* [TO DO]:
Reproduce the listing below in full, requests included, and shift every coordinate in the answers by adding 132 to each number.

>> BEGIN EXCERPTED DATA

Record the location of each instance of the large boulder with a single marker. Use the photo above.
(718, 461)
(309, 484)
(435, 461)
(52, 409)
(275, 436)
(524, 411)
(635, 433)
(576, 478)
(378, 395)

>> END EXCERPTED DATA

* [ANSWER TO THIS EXERCISE]:
Record the location of each instance of the large boulder with a single marker. Use the photo above.
(850, 593)
(441, 616)
(567, 593)
(184, 541)
(407, 568)
(656, 543)
(767, 565)
(708, 610)
(510, 527)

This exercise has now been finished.